* [EXERCISE DESCRIPTION]
Reproduce the entire passage on specifying band information for MLM model inputs, word for word and without alteration.

* [EXTRACT PROVIDED]
[Start]

Depending on the supported stac_version and other stac_extensions employed by the STAC Item using MLM, the STAC 1.1 - Band Object, the STAC Raster - Band Object or the STAC EO - Band Object can be used for representing bands information, including notably the nodata value, the data_type (see also Data Type Enum), and Common Band Names.
Warning
Only versions v1.x of eo and raster are supported to provide mlm:input band references. Versions 2.x of those extensions rely on the STAC 1.1 - Band Object instead. If those versions are desired, consider migrating your MLM definition to use STAC 1.1 - Band Object as well for referencing mlm:input with band names.
Note
Due to how the schema for eo:bands is defined, it is not sufficient to only provide the eo:bands property at the STAC Item level. The schema validation of the EO extension explicitly looks for a corresponding set of bands under an Asset, and if none is found, it disallows eo:bands in the Item properties. Therefore, eo:bands should either be specified only under the Asset containing the mlm:model role (see Model Asset), or define them both under the Asset and Item properties. If the second approach is selected, it is recommended that the eo:bands under the Asset contains only the name or the common_name property, such that all other details about the bands are defined and cross-referenced by name with the Item-level band definitions. An example of such representation is provided in examples/item_eo_bands_summarized.json. For an example where eo:bands are entirely defined in the Asset on their own, please refer to examples/item_eo_bands.json instead.
For more details, refer to stac-extensions/eo#12.
Note
When using raster:bands, and additional name parameter MUST be provided for each band. This parameter is not defined in raster extension itself, but is permitted. This addition is required to ensure that mlm:input bands referenced by name can be associated to their respective raster:bands definitions.
Only bands used as input to the model should be included in the MLM bands field. To avoid duplicating the information, MLM only uses the name of whichever "Band Object" is defined in the STAC Item. An input's bands definition can either be a plain string or a Model Band Object. When a string is employed directly, the value should be implicitly mapped to the name property of the explicit object representation.

[End]

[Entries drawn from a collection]

[Start]

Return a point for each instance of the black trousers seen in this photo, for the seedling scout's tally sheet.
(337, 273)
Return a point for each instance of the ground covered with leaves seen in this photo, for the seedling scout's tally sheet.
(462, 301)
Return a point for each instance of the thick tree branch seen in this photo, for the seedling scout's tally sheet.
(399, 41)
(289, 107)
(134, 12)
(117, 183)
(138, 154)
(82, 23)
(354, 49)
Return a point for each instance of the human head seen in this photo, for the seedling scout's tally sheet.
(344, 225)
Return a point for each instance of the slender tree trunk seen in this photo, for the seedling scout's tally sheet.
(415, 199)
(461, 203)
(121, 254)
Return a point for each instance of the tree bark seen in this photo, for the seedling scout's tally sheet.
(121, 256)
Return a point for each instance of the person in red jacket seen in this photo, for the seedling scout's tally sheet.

[End]

* [SOLUTION TO THIS EXERCISE]
Depending on the supported stac_version and other stac_extensions employed by the STAC Item using MLM, the STAC 1.1 - Band Object, the STAC Raster - Band Object or the STAC EO - Band Object can be used for representing bands information, including notably the nodata value, the data_type (see also Data Type Enum), and Common Band Names.
Warning
Only versions v1.x of eo and raster are supported to provide mlm:input band references. Versions 2.x of those extensions rely on the STAC 1.1 - Band Object instead. If those versions are desired, consider migrating your MLM definition to use STAC 1.1 - Band Object as well for referencing mlm:input with band names.
Note
Due to how the schema for eo:bands is defined, it is not sufficient to only provide the eo:bands property at the STAC Item level. The schema validation of the EO extension explicitly looks for a corresponding set of bands under an Asset, and if none is found, it disallows eo:bands in the Item properties. Therefore, eo:bands should either be specified only under the Asset containing the mlm:model role (see Model Asset), or define them both under the Asset and Item properties. If the second approach is selected, it is recommended that the eo:bands under the Asset contains only the name or the common_name property, such that all other details about the bands are defined and cross-referenced by name with the Item-level band definitions. An example of such representation is provided in examples/item_eo_bands_summarized.json. For an example where eo:bands are entirely defined in the Asset on their own, please refer to examples/item_eo_bands.json instead.
For more details, refer to stac-extensions/eo#12.
Note
When using raster:bands, and additional name parameter MUST be provided for each band. This parameter is not defined in raster extension itself, but is permitted. This addition is required to ensure that mlm:input bands referenced by name can be associated to their respective raster:bands definitions.
Only bands used as input to the model should be included in the MLM bands field. To avoid duplicating the information, MLM only uses the name of whichever "Band Object" is defined in the STAC Item. An input's bands definition can either be a plain string or a Model Band Object. When a string is employed directly, the value should be implicitly mapped to the name property of the explicit object representation.